--- Text ---
[BEGIN]
Re: Contemplating some set comparison tasks
by Laurent_R (Canon) on Aug 09, 2014 at 18:06 UTC
    My previous post had an error which would have made the solution unpractical for large input data. This is my corrected attempt.

    Well I do not know how well what I'll show will work with your data, but I think that could help reduce considerably the size of the data before having to go for a brute force or approximate heuristics solution.

    The idea is to read the data from the file (sorted by the keys) once, detect the keys that appear only once, and store in a %required_sources hash the sources corresponding to those keys. Since your data has 20,000 unique sources values, the hash will have at most 20,000 entries, which is manageable (and even scalable to a certain extent).
[END]
--- Work to complete ---
- A) In the post, what is the most entries the %required_sources hash will have?
- B) Please transcribe the post between "Re: Contemplating some" and "my corrected attempt.", inclusive.

--- Items ---
[BEGIN]
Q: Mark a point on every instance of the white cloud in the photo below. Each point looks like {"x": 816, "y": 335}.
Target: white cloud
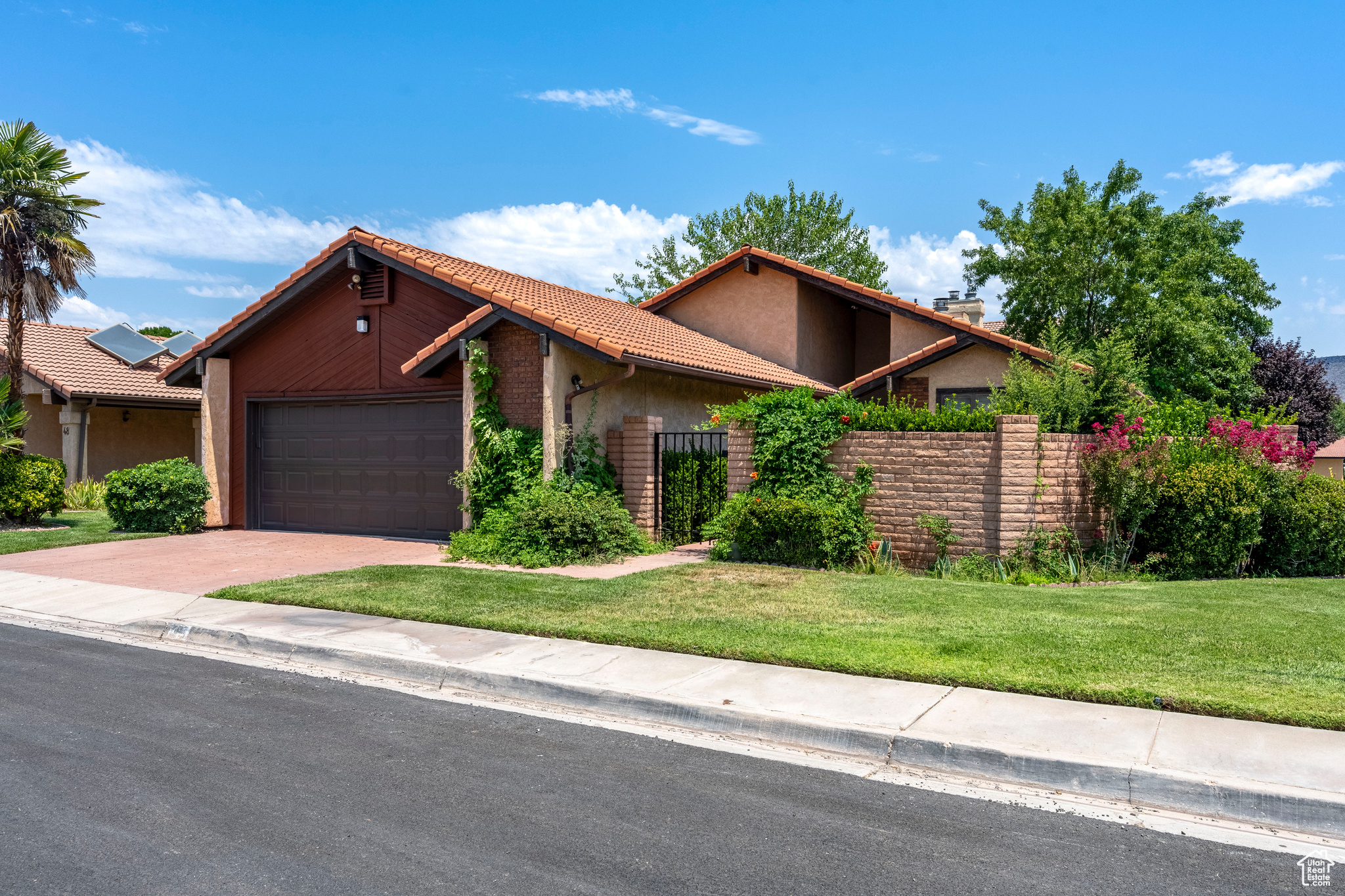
{"x": 705, "y": 127}
{"x": 1220, "y": 165}
{"x": 81, "y": 312}
{"x": 151, "y": 215}
{"x": 926, "y": 267}
{"x": 1264, "y": 183}
{"x": 225, "y": 292}
{"x": 576, "y": 245}
{"x": 623, "y": 100}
[END]
--- The solutions ---
- A) At most 20,000 entries.

- B)
Re: Contemplating some set comparison tasks
by Laurent_R (Canon) on Aug 09, 2014 at 18:06 UTC
    My previous post had an error which would have made the solution unpractical for large input data. This is my corrected attempt.